**WHAT YOU NEED TO DO**
Rewrite only the data from the line with "Segment white wall in the image above." up to and including the line with "Segment dark doorway in the image above.", putting "symbol" in place of every "icon" and leaving everything else unchanged.

**EXTRACTED INFORMATION**
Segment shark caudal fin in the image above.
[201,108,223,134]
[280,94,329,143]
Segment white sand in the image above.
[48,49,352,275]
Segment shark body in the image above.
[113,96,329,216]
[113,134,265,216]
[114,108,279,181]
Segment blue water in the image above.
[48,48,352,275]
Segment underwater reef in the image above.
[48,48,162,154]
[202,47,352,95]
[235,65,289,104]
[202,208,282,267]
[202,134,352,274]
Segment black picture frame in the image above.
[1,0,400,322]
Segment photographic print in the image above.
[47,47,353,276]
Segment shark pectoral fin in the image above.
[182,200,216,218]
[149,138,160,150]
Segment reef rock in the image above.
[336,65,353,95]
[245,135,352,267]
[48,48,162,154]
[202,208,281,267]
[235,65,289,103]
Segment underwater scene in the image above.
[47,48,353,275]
* * *
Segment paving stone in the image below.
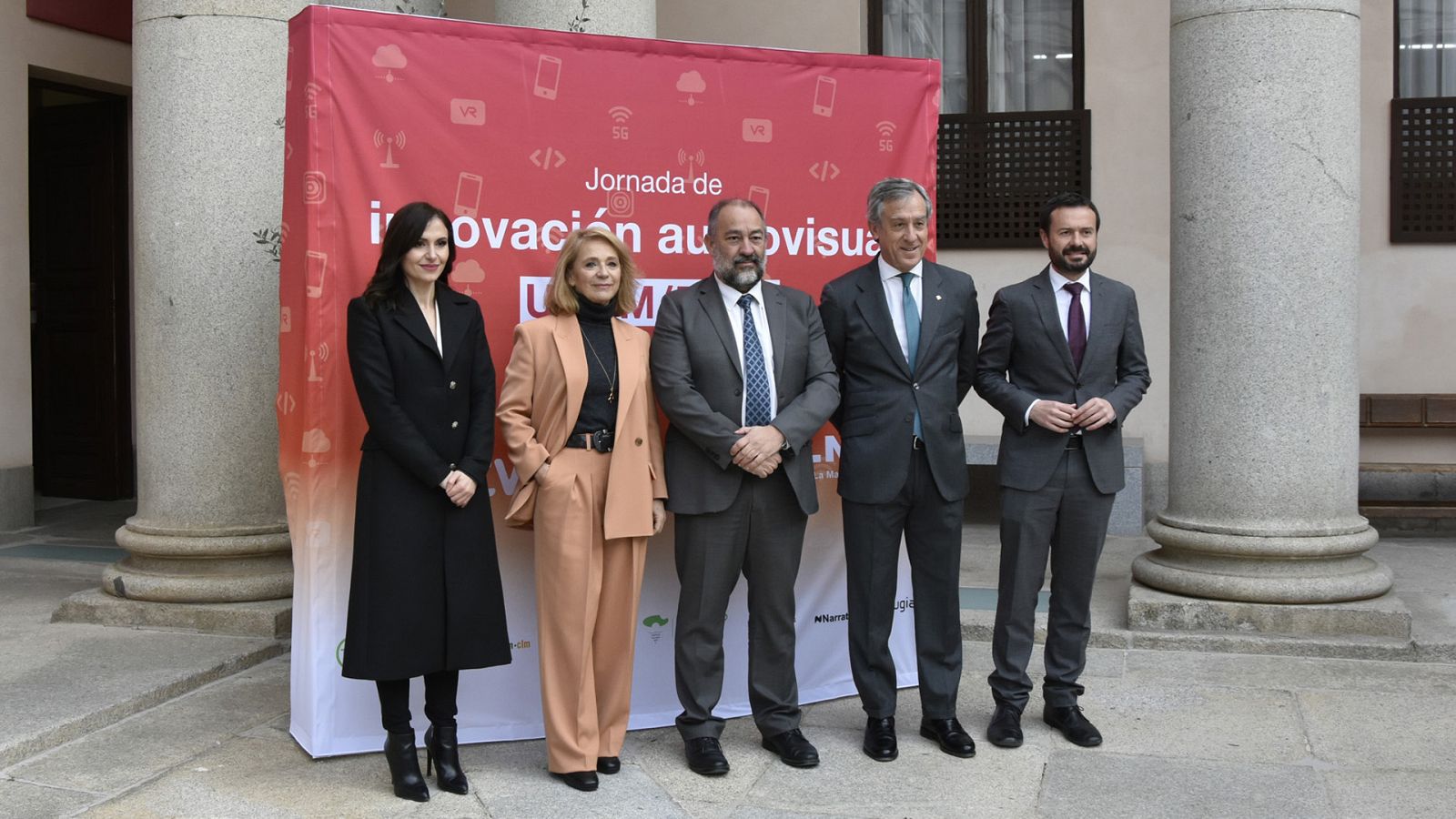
...
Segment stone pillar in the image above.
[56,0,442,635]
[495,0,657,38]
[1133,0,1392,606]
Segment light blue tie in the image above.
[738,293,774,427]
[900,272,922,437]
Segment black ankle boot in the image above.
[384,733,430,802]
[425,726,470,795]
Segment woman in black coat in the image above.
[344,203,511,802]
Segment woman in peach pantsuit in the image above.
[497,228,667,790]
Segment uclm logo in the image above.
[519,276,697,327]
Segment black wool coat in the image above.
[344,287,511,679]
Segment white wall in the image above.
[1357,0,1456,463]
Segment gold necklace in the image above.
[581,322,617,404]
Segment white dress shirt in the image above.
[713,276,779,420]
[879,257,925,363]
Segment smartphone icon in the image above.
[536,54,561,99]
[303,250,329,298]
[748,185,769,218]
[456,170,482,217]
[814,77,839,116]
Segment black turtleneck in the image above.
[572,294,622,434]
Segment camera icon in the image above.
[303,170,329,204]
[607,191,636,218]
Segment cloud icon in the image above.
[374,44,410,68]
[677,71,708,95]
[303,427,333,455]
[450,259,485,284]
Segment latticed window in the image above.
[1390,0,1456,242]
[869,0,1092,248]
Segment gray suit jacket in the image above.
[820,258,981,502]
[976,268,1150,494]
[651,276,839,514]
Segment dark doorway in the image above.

**OUTPUT OF THE TASK**
Segment white wall in the image above.
[1357,0,1456,463]
Segment gold necklace in the image above.
[581,322,617,404]
Segment white dress shirt in the image above.
[713,276,779,420]
[879,257,925,363]
Segment smartphone symbol in the image above.
[536,54,561,99]
[303,250,329,298]
[748,185,769,218]
[456,170,482,217]
[814,77,839,116]
Segment black turtleneck in the image above.
[572,294,622,434]
Segment camera symbol in the image above.
[303,170,329,204]
[607,191,636,218]
Segment cloud symbol in the image above.
[374,44,410,68]
[677,71,708,95]
[303,427,333,455]
[450,259,485,284]
Segment latticed window in the image above.
[1390,0,1456,242]
[869,0,1092,248]
Segment gray suit jacket in the image above.
[820,258,981,502]
[976,268,1150,494]
[651,276,839,514]
Segment dark doorway in the image above.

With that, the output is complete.